(GIVEN EXERCISE 1) In the thread on 24 GHz radar, at roughly what frequency does the Ka Band operate?
(GIVEN EXERCISE 2) List every radar band named in the thread on 24 GHz radar, with the frequency given for each.
(GIVEN EXERCISE 3) Continue the thread on 24 GHz radar from its final sentence.

(TEXT PASSAGE)
-------
Frequency allocation for 24 GHz?

[tlk+nnr]

Is the frequency band at 24 GHz actually licensed for automotive radar systems?
According to this press release it's not licensed in parts of Europe.
And in the US, there is only a temporary license.
I haven't found an unbiased summary yet - the referenced press release is from a working group of companies in the automotive industry.
This summary says that the frequence is reserved for radio astronomy and similar users.

Re:Frequency allocation for 24 GHz?

[OPTiX_iNC]

24 GHz is licenced to the HAM's in the US, yet another way they are taking away our bandwidth.

Frequency.

[Jack+Zombie]

A related NY Times article is here.

Re:Radar Detectors will become useless

[boobsea]

Lets see the most common American radar bands..

X Band operates on ~10.5Ghz
K Band operates on ~22.4Ghz
Ka Band operates on ~34-35Ghz
(source: http://www.snooper-uk.com/radar_laser_speedtrap_ba nds.htm

The article states the frequency being used of is 24Ghz, so the only possibly problem might be with K band detectors.

I dont think they would put both in the same band anyway.. wouldn't that interfere with the radar guns themselves?

Re:Meaningless bullshit

[frazzydee]

I'm not completely sure, but this site says that BellSouth's backbone could download the library of congress in 126 seconds- so it's gotta be pretty fast.

Radar chip is 24GHz

[glassesmonkey]

I found the NYTimes article dumbed things down a little too much. Basically, this is a press release by a fairly young professor about a ISSCC paper to be presented next week.

CMOS is getting fast enough (could be SiGe BiCMOS chip but probably CMOS) to allow for amplifiers and ADC (analog-to-digital) that work in the radar (~25GHz on up) range & also allows for million gate DSPs and digital logic on the same chip. The analog front-end is running around 24GHz which gives a 1/4 wavelength around 3mm (antennas are implemented as PCB traces off-chip). This is an analog GHz signal where the transistors are amplifying a tiny GHz signal using analog amplifiers. Digital clock speeds are completely different. Digital is like switching completely from off to on (ie. 0 to 5V -- in reality try 2V or 3.3V). This is like a uV signal being amplified to be later converted to a digital signal with a more reasonable bandwidth that a digital CPU could handle (like your overclocked Pentium).
-------
Entries for bounding box labeling:

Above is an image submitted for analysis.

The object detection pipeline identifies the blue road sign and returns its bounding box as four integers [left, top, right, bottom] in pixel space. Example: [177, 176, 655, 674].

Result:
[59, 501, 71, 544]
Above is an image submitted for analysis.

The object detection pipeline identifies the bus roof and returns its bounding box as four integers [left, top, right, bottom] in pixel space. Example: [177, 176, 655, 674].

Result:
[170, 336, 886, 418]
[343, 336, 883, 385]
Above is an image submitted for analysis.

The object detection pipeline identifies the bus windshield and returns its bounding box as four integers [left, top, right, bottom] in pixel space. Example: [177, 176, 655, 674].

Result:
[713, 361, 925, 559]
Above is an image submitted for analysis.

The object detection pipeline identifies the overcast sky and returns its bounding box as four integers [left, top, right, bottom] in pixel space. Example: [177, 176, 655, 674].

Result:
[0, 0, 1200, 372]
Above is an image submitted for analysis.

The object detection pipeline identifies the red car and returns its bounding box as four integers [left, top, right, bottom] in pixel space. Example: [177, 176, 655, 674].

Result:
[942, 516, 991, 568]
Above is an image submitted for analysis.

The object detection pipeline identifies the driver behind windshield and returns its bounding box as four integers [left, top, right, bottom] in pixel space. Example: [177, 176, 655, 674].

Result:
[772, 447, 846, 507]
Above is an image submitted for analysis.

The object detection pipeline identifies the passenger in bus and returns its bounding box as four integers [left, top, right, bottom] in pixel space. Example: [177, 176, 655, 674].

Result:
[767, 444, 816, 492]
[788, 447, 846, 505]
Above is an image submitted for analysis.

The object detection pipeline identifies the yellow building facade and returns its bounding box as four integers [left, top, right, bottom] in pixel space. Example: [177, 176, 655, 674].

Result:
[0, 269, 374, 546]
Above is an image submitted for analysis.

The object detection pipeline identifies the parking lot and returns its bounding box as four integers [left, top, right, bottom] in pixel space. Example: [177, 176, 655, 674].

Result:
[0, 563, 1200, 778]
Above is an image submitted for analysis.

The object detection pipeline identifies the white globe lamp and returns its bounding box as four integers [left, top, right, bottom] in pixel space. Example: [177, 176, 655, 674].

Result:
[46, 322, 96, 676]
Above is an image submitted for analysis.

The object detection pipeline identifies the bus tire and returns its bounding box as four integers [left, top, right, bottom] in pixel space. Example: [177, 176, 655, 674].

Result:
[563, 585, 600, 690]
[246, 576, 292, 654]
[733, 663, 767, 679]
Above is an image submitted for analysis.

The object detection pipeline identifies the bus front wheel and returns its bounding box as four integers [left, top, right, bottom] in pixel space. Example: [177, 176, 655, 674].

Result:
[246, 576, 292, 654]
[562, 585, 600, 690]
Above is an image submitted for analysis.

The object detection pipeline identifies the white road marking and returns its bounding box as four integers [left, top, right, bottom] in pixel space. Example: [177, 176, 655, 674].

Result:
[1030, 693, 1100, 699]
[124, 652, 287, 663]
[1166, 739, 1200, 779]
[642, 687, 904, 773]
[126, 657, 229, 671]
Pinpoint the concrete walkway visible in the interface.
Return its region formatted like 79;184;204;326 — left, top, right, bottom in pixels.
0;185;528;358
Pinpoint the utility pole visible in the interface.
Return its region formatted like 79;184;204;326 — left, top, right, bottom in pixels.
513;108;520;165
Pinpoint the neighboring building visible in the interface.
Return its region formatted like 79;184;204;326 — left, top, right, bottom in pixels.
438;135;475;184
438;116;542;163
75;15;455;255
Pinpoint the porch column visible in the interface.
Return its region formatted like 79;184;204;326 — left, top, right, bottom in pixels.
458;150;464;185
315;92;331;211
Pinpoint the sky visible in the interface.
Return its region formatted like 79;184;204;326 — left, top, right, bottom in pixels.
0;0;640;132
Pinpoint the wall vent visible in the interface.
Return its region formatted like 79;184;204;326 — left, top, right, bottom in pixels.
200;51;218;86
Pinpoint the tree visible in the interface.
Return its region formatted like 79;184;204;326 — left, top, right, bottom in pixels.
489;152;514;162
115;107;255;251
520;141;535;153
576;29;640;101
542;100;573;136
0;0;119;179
-------
(EXERCISE RESULT 1) About 34–35 GHz.

(EXERCISE RESULT 2)
X Band: about 10.5 GHz
K Band: about 22.4 GHz
Ka Band: about 34–35 GHz

(EXERCISE RESULT 3)
The parallel analog antennas & blocks which allows for parallel ADC of 8 channels.. 8 parallel radar antennas. By using parallel processing you can use the information gained by the other channels to improve your ADC or have each channel only need to work at 1/8 of the total speed. Also, having 8 antennas allows phased arrays where you can control the beam and allows you to scan the beam or block out other signals (much like cell towers can focus in on one cell signal, and why your 802.11 router has two antennas). So, depending on how much bandwidth the ADCs need & how fast the DSP is running is really the 'digital' GHz part of the chip. So the digital processing is probably a more reasonable 100's of MHz (though hard to compare DSP speed to CPU speed). The processed digital waveform can be sent high-speed off chip, or to on-chip CPU to be used to disable your cruise-control and hit the brakes for you.

Why do you care? Well by using straight CMOS the radar system can be made on one chip and not need 'exotic' GaAs/SiGe/InP (BJTs of traditional radar systems) and when the automotive chips get down to sub-$5 they will show up in every car. Also doing it this way, much smaller power is involved and you don't need circuits that look like your microwave oven waveguides.

Re:Resolution

[chang3]

Well, looks like your math is right. But the resoultion of a radar is mainly determined by its bandwidth, not the carrier frequency. i.e. Shorter pulse = larger bandwidth = higher bandwidth.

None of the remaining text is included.